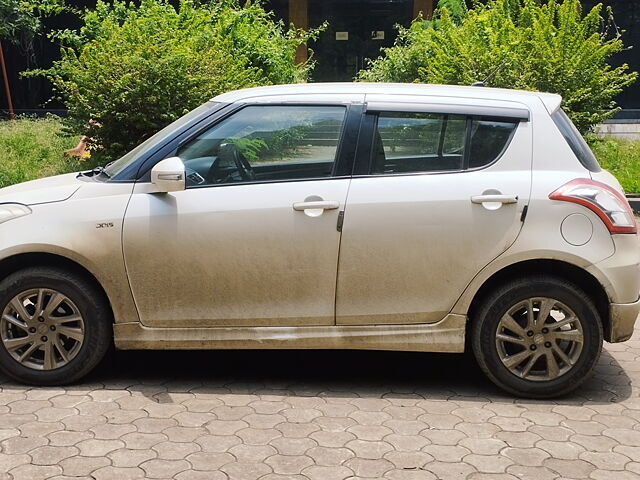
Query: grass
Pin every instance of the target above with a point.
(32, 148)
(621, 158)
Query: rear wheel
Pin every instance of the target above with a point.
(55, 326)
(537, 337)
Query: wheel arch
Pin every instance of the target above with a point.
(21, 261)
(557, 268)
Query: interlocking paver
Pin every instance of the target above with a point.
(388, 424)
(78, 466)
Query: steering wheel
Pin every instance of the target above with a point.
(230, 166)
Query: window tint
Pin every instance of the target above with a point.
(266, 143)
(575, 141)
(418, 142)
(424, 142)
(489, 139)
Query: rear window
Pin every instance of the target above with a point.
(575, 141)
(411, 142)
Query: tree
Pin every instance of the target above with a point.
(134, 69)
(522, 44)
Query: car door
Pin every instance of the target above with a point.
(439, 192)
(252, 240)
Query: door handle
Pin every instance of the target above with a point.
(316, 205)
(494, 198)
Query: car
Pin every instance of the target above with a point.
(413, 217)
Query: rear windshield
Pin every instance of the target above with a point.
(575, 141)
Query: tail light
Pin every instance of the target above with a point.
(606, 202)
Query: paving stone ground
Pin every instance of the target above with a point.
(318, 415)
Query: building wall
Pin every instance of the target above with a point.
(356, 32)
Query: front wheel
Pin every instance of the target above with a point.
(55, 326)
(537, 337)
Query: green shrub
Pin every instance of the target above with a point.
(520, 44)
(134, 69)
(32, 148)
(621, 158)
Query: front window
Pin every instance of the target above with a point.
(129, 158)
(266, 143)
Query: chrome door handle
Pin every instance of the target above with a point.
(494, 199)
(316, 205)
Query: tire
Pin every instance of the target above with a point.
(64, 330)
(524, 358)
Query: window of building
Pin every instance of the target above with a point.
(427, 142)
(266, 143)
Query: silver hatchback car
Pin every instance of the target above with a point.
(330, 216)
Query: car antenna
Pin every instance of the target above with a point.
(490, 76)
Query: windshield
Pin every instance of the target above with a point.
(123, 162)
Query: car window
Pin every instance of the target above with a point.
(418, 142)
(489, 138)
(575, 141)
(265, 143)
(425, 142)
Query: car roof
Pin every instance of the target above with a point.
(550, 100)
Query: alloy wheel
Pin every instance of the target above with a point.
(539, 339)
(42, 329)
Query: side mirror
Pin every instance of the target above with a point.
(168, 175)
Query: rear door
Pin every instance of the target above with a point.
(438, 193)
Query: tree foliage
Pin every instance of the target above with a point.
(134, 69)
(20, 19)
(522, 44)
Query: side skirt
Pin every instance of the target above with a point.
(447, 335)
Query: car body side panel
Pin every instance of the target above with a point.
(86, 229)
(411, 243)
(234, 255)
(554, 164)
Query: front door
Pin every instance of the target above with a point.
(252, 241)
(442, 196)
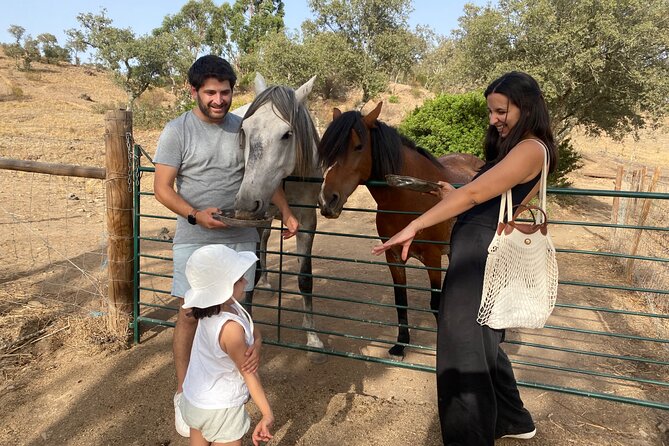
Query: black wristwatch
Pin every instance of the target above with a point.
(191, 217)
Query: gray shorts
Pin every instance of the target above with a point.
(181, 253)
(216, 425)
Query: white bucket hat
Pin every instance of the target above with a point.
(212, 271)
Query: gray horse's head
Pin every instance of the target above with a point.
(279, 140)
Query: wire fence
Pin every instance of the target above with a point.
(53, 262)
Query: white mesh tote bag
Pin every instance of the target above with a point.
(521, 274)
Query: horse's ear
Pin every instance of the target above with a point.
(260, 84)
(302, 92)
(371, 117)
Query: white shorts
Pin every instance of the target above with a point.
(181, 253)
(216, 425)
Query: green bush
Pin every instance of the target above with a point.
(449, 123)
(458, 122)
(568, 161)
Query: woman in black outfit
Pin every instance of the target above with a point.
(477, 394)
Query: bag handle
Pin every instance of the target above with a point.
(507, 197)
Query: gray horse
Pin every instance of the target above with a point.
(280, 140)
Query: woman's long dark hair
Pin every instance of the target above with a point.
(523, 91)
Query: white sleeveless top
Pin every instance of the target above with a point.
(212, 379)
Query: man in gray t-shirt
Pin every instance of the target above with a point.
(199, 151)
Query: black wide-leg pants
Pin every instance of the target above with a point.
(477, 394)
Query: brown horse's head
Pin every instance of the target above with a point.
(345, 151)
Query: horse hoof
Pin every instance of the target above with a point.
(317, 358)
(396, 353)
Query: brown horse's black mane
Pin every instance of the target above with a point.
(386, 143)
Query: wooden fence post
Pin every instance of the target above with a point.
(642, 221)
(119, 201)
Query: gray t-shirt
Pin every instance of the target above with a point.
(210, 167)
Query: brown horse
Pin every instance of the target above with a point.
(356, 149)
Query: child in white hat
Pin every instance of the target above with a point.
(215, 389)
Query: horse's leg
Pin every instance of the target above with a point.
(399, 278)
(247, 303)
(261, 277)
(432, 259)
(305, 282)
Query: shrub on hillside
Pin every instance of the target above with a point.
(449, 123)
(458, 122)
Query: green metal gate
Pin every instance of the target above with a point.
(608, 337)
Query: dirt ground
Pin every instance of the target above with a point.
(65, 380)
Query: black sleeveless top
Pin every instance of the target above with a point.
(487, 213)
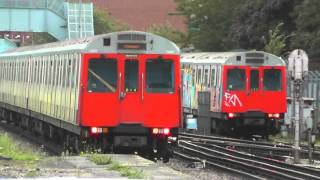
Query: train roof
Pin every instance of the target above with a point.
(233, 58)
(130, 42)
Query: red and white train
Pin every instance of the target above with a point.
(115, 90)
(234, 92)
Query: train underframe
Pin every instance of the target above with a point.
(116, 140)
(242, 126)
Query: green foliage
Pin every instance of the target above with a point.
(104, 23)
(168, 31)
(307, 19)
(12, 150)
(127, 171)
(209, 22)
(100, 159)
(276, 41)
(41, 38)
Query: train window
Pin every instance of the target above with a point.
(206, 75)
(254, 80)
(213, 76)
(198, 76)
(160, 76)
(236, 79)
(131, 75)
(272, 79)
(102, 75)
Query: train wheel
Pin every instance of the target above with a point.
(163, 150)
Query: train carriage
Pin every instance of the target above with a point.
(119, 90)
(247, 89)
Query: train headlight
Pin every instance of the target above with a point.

────────────────────

INSTRUCTIONS FOR THE TASK »
From the opening line of the listing above through the line bearing "Query: paving stone ground", repeat each line exactly. Drop every picture.

TASK RESPONSE »
Query: grass
Pin every instance of the target above with a point.
(32, 148)
(621, 158)
Query: rear wheel
Pin every instance of the target above with a point.
(55, 326)
(537, 337)
Query: wheel arch
Pin every instance of the target above with a point.
(21, 261)
(557, 268)
Query: interlocking paver
Pin every instance of the target above with a point.
(388, 424)
(78, 466)
Query: steering wheel
Pin every instance of the target above with a point.
(230, 166)
Query: window tint
Pin every instance of the target above with a point.
(266, 143)
(575, 141)
(418, 142)
(424, 142)
(489, 139)
Query: rear window
Pin every instance of the target above with a point.
(575, 141)
(411, 142)
Query: tree
Pin every instance of the target above with a point.
(134, 69)
(522, 44)
Query: car door
Pin every instance of the target above with a point.
(439, 192)
(252, 240)
Query: door handle
Pin every instance of the target above with a point.
(316, 205)
(494, 198)
Query: car
Pin every instance of the target above with a point.
(413, 217)
Query: rear windshield
Pin every instance of the target above with a point.
(575, 141)
Query: tail light
Pin every instance of the target above with a point.
(606, 202)
Query: paving stone ground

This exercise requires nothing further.